Description of the task | Update the records below by putting "occurrence" wherever "instance" appears and changing nothing else. Leave the pictures out of your version.

[Image object location entries]
|---|

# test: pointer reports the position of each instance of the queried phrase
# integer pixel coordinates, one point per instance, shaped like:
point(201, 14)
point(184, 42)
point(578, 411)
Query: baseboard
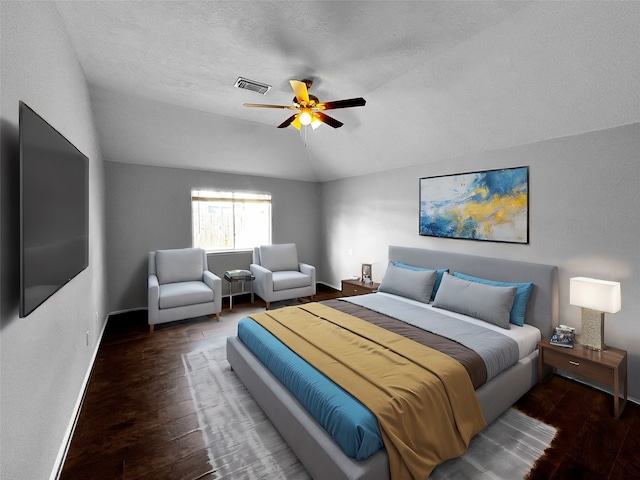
point(68, 435)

|---|

Exercise solution |
# test: pointer reports the position of each occurrence of the queried phrase
# integer pixel coordinates, one point per occurrence, shaped like:
point(201, 14)
point(184, 42)
point(578, 411)
Query: baseboard
point(68, 435)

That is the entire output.